Trump scripts his version of ‘modern day presidential’

THE ASIAN AGE. | BHOPINDER SINGH
Published : Jul 7, 2017, 12:16 am IST
Updated : Jul 7, 2017, 12:16 am IST

The media is sensing blood and latching on to the false promises, ineptitude and implications of the Trump presidency.

US President Donald Trump speaks during a news conference at Royal Castle in Warsaw. (Photo: AP)
 US President Donald Trump speaks during a news conference at Royal Castle in Warsaw. (Photo: AP)

India grapples with the competing merits of its presidential candidates, who mirror the integrationist and empowering sensibilities of “identity” in emerging India. The conversations have now drifted into evaluating which candidate would personify the expected constitutional sobriety and correctness, more aptly than the other, pursuant to a national urge and instinct to retain the traditional conduct of the nation’s “conscience keeper”. However, traditional conduct is not to be equated with “rubber-stamp” or “unmodern” as the incumbents to our highest office have gently and successfully elevated the office with the likes of the “Citizen President” in K.R. Narayanan, “People’s President” in A.P.J. Abdul Kalam, etc., who have defined and contemporised the Indian narrative of modernity, without losing the basic soul and optics of constitutional dignity, egalitarianism and loftiness.

══════════

Task requirements
Write out the column on Trump between "THE ASIAN AGE." and "the Trump presidency.", inclusive. The records have nothing to do with this.

Listed entries
══════════

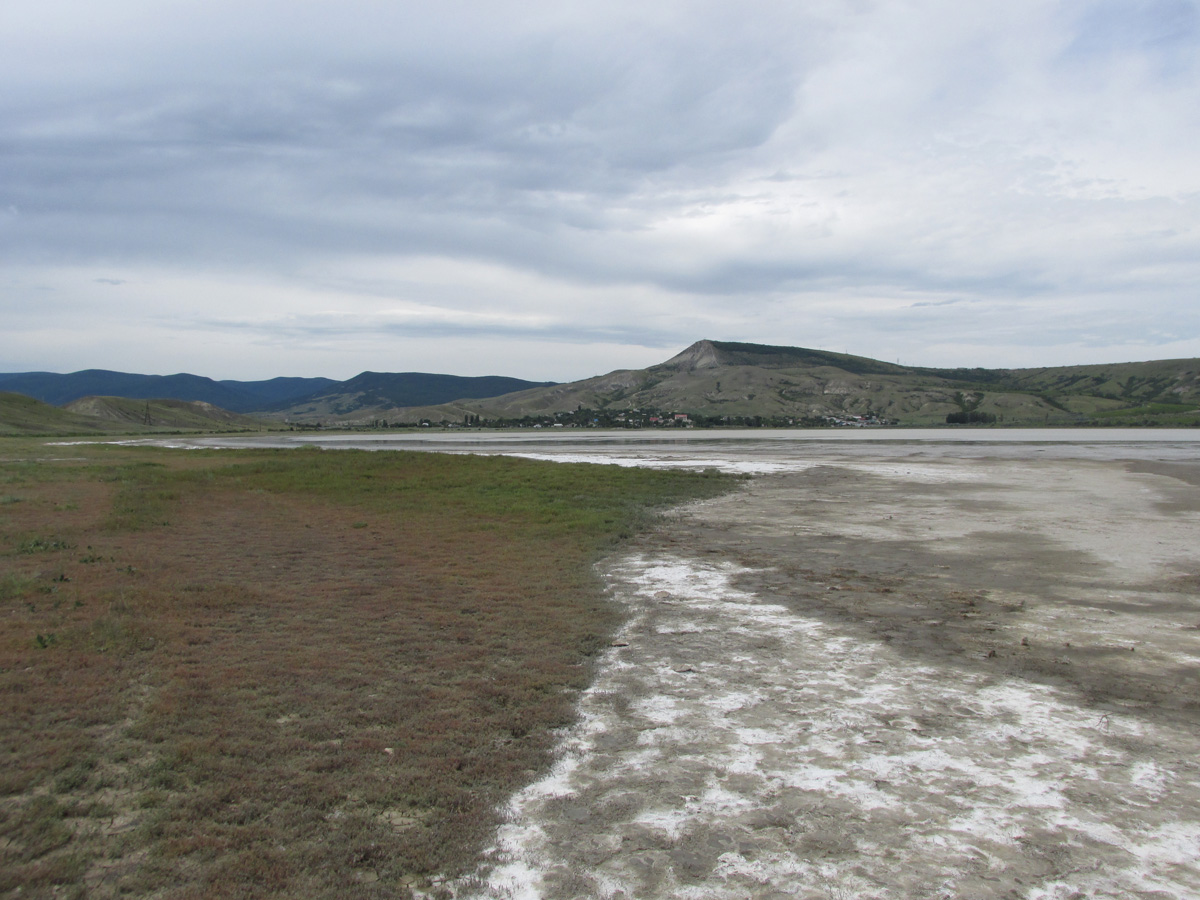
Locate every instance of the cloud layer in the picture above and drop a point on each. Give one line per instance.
(555, 190)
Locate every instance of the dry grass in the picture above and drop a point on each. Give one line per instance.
(287, 673)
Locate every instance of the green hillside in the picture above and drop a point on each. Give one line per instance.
(735, 383)
(24, 415)
(165, 414)
(115, 415)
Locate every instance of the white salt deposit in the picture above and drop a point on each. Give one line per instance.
(756, 759)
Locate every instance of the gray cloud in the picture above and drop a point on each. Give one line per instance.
(615, 175)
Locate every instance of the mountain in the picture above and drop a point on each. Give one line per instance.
(237, 396)
(379, 395)
(736, 383)
(21, 414)
(174, 414)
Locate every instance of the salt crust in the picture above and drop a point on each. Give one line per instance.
(753, 730)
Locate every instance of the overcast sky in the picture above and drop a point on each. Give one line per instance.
(556, 190)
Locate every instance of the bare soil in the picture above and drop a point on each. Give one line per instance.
(891, 678)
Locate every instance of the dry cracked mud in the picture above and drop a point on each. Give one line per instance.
(889, 678)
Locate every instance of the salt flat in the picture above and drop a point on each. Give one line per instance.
(911, 676)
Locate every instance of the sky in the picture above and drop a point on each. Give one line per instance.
(557, 190)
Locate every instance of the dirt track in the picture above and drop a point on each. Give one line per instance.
(891, 678)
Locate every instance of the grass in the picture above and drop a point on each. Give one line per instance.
(288, 673)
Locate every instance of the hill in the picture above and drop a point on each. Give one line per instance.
(719, 382)
(237, 396)
(115, 415)
(379, 395)
(24, 415)
(163, 414)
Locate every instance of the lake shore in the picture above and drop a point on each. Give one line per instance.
(891, 678)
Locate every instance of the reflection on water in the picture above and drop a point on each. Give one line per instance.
(756, 450)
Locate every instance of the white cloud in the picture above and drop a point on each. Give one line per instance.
(327, 184)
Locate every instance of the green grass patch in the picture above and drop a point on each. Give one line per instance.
(329, 663)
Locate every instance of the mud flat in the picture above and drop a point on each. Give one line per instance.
(891, 677)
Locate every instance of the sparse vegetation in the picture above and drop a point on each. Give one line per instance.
(288, 673)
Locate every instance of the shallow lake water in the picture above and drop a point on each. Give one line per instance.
(757, 450)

══════════

Written answer
THE ASIAN AGE. | BHOPINDER SINGH
Published : Jul 7, 2017, 12:16 am IST
Updated : Jul 7, 2017, 12:16 am IST

The media is sensing blood and latching on to the false promises, ineptitude and implications of the Trump presidency.